> TASK INSTRUCTIONS
Retype precisely the section of the data that starts at the line containing "Practice. Identify the seagull" and runs to its final line, ends included.

[Start TASK DATA]

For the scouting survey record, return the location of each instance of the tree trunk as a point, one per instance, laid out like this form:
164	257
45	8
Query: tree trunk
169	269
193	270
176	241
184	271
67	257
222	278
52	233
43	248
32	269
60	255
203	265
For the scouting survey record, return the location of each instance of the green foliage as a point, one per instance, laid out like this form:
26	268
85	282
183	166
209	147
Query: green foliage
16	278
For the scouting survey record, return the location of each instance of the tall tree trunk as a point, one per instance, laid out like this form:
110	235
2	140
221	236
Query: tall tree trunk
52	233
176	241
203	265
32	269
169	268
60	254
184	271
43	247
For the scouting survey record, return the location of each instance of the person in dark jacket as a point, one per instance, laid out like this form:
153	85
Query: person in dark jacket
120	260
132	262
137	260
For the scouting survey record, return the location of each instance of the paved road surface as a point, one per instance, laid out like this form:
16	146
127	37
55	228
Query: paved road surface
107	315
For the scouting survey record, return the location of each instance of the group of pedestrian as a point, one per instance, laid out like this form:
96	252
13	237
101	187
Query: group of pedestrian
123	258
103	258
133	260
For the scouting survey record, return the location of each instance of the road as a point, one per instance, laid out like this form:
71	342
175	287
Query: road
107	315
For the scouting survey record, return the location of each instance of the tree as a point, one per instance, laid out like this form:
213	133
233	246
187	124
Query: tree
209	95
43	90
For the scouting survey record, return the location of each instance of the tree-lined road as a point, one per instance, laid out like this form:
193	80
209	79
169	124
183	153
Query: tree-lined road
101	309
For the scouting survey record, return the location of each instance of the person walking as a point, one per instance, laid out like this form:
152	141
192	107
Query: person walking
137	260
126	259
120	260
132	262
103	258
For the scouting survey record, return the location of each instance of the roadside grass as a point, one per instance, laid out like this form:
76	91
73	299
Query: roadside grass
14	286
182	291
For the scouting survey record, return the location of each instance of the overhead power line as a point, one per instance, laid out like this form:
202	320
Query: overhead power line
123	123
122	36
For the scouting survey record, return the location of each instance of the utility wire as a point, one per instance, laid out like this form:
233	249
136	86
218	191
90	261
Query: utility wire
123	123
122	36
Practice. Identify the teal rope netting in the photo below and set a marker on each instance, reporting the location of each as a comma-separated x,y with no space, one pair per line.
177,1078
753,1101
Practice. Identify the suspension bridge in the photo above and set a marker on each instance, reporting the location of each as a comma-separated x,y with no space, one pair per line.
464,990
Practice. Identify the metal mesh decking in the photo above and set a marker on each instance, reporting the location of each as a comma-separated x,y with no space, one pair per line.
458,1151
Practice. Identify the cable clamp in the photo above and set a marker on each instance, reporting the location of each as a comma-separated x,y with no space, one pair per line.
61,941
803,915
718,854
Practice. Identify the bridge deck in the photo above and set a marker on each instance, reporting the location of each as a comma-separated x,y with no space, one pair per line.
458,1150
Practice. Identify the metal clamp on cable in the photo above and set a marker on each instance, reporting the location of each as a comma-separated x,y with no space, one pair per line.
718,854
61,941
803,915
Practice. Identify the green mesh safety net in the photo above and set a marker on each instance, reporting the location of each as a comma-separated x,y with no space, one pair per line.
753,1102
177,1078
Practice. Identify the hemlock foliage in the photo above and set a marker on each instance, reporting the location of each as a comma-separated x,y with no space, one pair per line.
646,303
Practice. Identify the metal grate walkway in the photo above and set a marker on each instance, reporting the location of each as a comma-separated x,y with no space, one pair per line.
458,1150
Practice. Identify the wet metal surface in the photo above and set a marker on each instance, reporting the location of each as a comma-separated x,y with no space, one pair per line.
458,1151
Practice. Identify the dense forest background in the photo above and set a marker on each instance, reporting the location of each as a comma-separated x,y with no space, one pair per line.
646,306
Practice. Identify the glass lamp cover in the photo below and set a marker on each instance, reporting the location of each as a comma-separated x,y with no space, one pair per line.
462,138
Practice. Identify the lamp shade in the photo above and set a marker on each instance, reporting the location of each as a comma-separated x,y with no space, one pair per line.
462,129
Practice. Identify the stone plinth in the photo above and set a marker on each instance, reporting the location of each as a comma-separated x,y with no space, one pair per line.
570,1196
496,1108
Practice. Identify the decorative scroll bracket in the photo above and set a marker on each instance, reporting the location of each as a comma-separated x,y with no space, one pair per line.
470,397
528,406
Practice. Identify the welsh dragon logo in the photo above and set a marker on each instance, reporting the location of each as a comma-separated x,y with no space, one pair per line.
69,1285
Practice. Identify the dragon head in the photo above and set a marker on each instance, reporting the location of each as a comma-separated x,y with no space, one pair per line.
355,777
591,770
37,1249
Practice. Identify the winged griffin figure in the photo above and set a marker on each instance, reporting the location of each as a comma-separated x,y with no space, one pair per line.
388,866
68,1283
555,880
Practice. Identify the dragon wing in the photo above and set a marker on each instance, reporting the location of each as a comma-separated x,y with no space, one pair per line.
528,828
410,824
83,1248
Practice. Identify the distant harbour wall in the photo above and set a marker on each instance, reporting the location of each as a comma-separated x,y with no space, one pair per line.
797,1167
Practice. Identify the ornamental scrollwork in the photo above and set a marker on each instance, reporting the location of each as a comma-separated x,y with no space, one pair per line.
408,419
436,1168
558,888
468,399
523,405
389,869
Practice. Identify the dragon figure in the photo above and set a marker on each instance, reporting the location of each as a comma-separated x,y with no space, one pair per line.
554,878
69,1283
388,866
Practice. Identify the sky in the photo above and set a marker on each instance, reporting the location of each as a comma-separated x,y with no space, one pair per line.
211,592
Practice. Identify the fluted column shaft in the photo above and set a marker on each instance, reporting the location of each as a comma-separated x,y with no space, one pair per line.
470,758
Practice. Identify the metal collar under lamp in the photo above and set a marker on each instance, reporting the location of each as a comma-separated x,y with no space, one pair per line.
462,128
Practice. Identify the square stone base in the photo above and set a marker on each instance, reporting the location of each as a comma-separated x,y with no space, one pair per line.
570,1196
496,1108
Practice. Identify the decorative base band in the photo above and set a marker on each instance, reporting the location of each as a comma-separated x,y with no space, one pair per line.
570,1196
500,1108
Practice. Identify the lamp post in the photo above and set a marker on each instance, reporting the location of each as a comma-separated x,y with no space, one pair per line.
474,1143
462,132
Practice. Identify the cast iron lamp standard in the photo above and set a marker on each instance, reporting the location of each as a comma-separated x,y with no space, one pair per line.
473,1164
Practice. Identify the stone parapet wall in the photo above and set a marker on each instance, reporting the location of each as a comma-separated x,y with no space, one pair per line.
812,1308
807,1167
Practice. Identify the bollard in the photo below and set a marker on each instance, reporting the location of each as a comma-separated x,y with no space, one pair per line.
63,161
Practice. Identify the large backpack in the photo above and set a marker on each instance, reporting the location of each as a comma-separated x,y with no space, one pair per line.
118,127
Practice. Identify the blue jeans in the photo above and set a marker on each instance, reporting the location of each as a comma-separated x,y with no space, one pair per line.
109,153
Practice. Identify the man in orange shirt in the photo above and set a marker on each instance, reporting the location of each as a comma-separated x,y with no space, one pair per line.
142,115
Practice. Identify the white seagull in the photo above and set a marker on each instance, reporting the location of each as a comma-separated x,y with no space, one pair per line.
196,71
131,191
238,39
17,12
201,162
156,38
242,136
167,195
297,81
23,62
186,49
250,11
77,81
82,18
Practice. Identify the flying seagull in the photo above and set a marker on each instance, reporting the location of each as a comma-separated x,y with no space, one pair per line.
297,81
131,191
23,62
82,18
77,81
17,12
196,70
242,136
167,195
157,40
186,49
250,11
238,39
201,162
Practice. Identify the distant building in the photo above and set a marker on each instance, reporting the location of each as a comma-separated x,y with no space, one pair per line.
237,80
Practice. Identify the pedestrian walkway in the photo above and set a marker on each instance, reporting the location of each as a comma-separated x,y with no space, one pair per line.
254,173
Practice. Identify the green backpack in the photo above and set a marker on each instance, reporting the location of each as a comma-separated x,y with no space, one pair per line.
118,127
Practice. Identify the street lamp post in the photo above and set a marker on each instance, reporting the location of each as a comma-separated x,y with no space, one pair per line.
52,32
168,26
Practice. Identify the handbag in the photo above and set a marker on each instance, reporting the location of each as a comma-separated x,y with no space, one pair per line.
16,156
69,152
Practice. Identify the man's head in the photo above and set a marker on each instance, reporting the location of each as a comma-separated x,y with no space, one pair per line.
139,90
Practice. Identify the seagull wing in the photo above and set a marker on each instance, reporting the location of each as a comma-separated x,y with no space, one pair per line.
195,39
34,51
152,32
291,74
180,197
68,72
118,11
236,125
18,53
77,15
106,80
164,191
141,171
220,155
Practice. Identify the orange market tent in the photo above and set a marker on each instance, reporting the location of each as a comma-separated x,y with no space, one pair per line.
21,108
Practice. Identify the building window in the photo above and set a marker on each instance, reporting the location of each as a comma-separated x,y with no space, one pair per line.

[End TASK DATA]

> CORRECT OUTPUT
Practice. Identify the seagull wing in the photo above and set a marker on each instance, reporting the location of each as a comma-separated x,y with no space, one pair per line.
195,39
34,51
152,32
291,74
180,197
68,72
118,11
236,125
18,53
77,15
106,80
164,191
141,171
220,155
Practice. Identify the orange market tent in the photo above and set a marker on each instance, reporting the location of each as a comma-separated x,y with no space, one pair per line.
21,108
Practice. Identify the building window in the photo above and set a marker on each instance, reporting the location of each as a comma-separated x,y with no space, one pair per line.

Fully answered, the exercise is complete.